> Your objective:
Revise the records below by putting "template" wherever "sample" appears, and leave everything else unchanged.

(Records from a data collection)
══════════════════════════════
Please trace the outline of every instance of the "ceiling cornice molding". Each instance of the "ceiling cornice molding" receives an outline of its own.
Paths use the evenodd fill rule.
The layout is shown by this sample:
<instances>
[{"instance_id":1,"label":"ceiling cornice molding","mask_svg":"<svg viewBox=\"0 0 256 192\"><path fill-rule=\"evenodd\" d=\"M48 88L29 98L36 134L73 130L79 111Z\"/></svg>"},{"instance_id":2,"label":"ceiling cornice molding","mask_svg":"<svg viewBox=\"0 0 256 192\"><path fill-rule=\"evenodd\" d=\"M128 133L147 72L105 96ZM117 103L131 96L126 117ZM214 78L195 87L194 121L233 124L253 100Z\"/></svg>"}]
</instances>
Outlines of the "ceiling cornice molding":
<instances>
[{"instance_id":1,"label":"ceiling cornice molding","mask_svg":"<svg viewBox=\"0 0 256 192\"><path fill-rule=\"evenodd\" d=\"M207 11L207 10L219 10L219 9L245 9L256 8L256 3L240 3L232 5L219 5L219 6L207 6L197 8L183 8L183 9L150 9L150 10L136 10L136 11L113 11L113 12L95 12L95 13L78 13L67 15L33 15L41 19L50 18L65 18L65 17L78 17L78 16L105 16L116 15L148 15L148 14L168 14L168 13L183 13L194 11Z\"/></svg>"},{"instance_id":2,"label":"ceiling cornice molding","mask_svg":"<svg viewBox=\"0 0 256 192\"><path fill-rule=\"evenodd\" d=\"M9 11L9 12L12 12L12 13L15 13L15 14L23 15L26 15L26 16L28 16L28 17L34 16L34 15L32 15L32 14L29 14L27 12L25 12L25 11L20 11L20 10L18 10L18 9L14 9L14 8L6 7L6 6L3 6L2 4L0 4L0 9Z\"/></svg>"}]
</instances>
══════════════════════════════
> Solution to this problem:
Please trace the outline of every instance of the "ceiling cornice molding". Each instance of the "ceiling cornice molding" receives an outline of its own.
Paths use the evenodd fill rule.
The layout is shown by this template:
<instances>
[{"instance_id":1,"label":"ceiling cornice molding","mask_svg":"<svg viewBox=\"0 0 256 192\"><path fill-rule=\"evenodd\" d=\"M48 88L29 98L36 134L73 130L79 111Z\"/></svg>"},{"instance_id":2,"label":"ceiling cornice molding","mask_svg":"<svg viewBox=\"0 0 256 192\"><path fill-rule=\"evenodd\" d=\"M128 133L147 72L105 96ZM117 103L131 96L126 117ZM214 78L195 87L194 121L233 124L253 100Z\"/></svg>"}]
</instances>
Outlines of the "ceiling cornice molding":
<instances>
[{"instance_id":1,"label":"ceiling cornice molding","mask_svg":"<svg viewBox=\"0 0 256 192\"><path fill-rule=\"evenodd\" d=\"M207 11L207 10L219 10L219 9L245 9L256 8L256 3L240 3L232 5L219 5L219 6L207 6L197 8L183 8L183 9L150 9L150 10L136 10L136 11L113 11L113 12L95 12L95 13L78 13L67 15L33 15L41 19L50 18L65 18L65 17L78 17L78 16L105 16L116 15L148 15L148 14L168 14L168 13L183 13L194 11Z\"/></svg>"},{"instance_id":2,"label":"ceiling cornice molding","mask_svg":"<svg viewBox=\"0 0 256 192\"><path fill-rule=\"evenodd\" d=\"M9 11L9 12L12 12L12 13L15 13L15 14L23 15L26 15L26 16L28 16L28 17L34 16L34 15L32 15L32 14L29 14L27 12L25 12L25 11L20 11L20 10L18 10L18 9L14 9L14 8L6 7L6 6L3 6L2 4L0 4L0 9Z\"/></svg>"}]
</instances>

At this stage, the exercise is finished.